### [Exercise]
Print the whole listing again exactly, keeping no pictures in it.

---------- Information ----------

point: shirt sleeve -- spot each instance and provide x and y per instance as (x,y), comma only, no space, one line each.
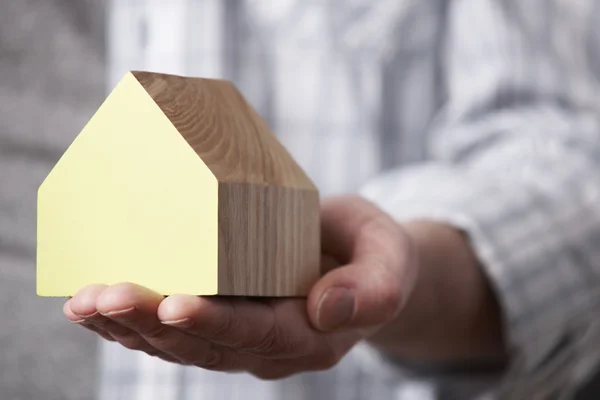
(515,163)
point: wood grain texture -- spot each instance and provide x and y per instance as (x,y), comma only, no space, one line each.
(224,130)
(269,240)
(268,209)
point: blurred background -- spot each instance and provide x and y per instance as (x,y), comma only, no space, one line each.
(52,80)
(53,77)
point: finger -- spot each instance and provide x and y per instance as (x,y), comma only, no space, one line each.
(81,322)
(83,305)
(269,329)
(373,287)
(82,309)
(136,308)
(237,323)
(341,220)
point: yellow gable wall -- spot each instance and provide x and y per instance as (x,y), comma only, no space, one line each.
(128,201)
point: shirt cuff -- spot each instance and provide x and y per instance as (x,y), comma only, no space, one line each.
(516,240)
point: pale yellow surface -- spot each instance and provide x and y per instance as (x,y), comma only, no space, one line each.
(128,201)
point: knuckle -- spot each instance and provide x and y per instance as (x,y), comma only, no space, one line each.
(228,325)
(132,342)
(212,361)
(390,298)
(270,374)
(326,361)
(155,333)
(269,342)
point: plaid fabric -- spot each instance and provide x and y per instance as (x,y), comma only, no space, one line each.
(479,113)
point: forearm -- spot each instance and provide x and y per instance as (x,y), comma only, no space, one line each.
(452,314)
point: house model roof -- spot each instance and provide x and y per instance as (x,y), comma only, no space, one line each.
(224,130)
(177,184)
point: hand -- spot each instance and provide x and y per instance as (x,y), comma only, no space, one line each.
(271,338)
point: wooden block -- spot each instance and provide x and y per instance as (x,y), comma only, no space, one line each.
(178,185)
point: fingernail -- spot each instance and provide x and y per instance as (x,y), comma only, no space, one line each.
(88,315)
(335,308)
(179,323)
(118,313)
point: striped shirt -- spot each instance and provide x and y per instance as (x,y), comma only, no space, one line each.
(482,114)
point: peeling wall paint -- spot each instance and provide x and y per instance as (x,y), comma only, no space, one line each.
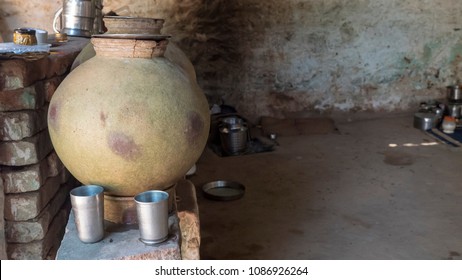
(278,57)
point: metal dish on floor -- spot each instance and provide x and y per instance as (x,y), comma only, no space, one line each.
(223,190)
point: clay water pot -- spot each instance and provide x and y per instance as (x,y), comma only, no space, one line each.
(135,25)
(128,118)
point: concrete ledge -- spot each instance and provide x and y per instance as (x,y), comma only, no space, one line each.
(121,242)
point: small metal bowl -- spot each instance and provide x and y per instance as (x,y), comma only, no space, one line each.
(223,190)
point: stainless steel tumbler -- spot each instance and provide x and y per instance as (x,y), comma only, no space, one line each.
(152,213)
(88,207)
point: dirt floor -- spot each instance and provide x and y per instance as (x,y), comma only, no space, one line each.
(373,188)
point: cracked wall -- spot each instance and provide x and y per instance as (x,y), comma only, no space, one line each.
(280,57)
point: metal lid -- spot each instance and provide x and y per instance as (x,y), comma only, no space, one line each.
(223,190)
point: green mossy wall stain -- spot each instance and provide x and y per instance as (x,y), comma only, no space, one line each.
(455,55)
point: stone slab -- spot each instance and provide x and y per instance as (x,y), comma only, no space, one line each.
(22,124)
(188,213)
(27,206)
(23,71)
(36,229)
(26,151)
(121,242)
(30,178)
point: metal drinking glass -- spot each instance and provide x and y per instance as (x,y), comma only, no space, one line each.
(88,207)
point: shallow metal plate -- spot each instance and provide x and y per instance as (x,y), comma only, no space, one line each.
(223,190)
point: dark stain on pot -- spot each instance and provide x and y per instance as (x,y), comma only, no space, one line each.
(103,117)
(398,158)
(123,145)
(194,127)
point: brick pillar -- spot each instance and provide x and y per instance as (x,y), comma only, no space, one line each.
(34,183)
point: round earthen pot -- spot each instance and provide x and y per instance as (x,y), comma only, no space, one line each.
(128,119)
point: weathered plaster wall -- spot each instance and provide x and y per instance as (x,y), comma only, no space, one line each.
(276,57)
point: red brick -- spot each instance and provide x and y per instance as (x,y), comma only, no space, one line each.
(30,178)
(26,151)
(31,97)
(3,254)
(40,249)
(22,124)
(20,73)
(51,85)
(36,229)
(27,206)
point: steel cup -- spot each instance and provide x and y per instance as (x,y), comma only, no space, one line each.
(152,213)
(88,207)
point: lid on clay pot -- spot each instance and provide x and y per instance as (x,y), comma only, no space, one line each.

----------

### [Response area]
point: shirt sleeve -- spot each instance and provide x and y per instance as (x,y), comma only, no space, one line each.
(515,163)
point: wood grain texture -- spot each instance and provide x and y per instance as (x,y), comma only, no space, one line each.
(224,130)
(269,240)
(268,209)
point: blurred background -- spot each instance and provide x and y per instance as (x,y), comma only, no space, one line each.
(52,80)
(53,77)
point: finger -- spot each instance and provide x and y per instance as (x,y), comma only, no space, one line each.
(81,322)
(83,305)
(269,329)
(373,287)
(82,309)
(136,308)
(237,323)
(341,220)
point: yellow gable wall -- spot each instance and provide x and y per instance as (x,y), comma only, no space, one line each.
(128,201)
point: shirt cuff -- spot each instance and provide x and y per instance as (x,y), comma only, no space, one line each.
(516,240)
point: pale yellow surface -- spot each instance and provide x and y per instance as (x,y), comma only, no space, one line each.
(128,201)
point: knuckle -- spot each instance and provide x and y per instance as (x,y), comma only, no space, one line each.
(228,325)
(132,342)
(212,361)
(390,298)
(270,374)
(326,361)
(155,333)
(269,342)
point: plaid fabric -- spot each instance and provide x and y per instance as (x,y), comma only, no space, one line each.
(479,113)
point: forearm -- spot each instance and provide x and y per instance as (x,y), comma only, no space, one line each.
(452,314)
point: house model roof -- spot each instance and provide x and y per instance as (x,y), comma only, no space, one line each.
(224,130)
(177,184)
point: hand -- spot each instance and provide x and y per instance as (x,y), comma only, no space, one line each.
(271,338)
point: wooden block -- spot each instance and provide x and y per instance as (x,y), comma only, no space, one line each.
(178,185)
point: fingernail -- spot each instance and provide x and y per instance as (x,y), comma only, no space, one line each.
(88,315)
(335,308)
(179,323)
(118,313)
point: striped shirt -- spot each instance and provide x and y per instance as (x,y), comma only, no space, one line each.
(482,114)
point: peeling wall paint -- spot each instance and provide x and y per instance as (x,y), comma only, no space, one line each.
(278,57)
point: metal dish on floor -- spot each instance and provide x and y per instance as (x,y), comma only, no space, one line each.
(223,190)
point: clay water pot -- spot each instance and provide x and y per instance as (x,y), comma only, no space, one line each.
(135,25)
(128,118)
point: concrete ledge -- spot each instance and provide x and y per instance as (x,y), comma only, no space, one line each.
(121,242)
point: small metal bowl -- spot each instance and provide x and y per instance as (x,y), comma only, no space, one line each.
(223,190)
point: stainless steel tumbler -- spot each instance and provide x and y per instance as (x,y), comma only, no space, one line each.
(152,213)
(88,207)
point: dirt floor -- spot each instance and provide x and y per instance as (x,y), comma only, no space, one line each.
(373,188)
point: cracked wall -- spot each instance and provide x and y per instance as (x,y), comma only, no space, one line each.
(280,57)
point: metal lid -- spot each instance and provide x and y per instance as (x,y), comma only, no space, one line each.
(223,190)
point: green mossy wall stain -- spot each instance and provide x and y per instance as (x,y), comma only, no space, one line each.
(455,55)
point: stone slab -- spot each instance and provide x and y per instance as (x,y), comma only, no space, one line each.
(22,124)
(188,213)
(27,206)
(23,71)
(36,229)
(26,151)
(121,242)
(30,178)
point: metal drinking glass -- spot each instance and provide x and y per instance as (x,y), comma only, no space, one line each.
(88,207)
point: shallow metal plate -- spot each instance and provide x and y per instance as (x,y), comma only, no space, one line each.
(223,190)
point: dark stain on pot -- spot each instance and provide x and y per instance as (x,y), comma only, no space, one line each.
(103,117)
(398,158)
(123,145)
(194,127)
point: brick pillar -- spot each instance and provide x and y per instance as (x,y), comma only, no space, one line each.
(34,183)
point: round earthen pot -- spot each instance and provide x and y per instance as (x,y), comma only, no space, one line each.
(128,119)
point: weathered plaster wall -- spot each instance and provide x and y per instance as (x,y), comma only, no space, one line each.
(276,57)
point: red brick -- spot each instance and provide x and y per instance as (x,y), comma only, no space, one line each.
(30,178)
(26,151)
(31,97)
(3,254)
(40,249)
(22,124)
(20,73)
(51,85)
(36,229)
(27,206)
point: steel cup -- spot each instance and provide x and y per instance as (x,y), comma only, no space, one line each.
(152,213)
(88,207)
point: lid on clay pot -- spot each instance and provide x and y per instance as (x,y), comma only, no space, one line each.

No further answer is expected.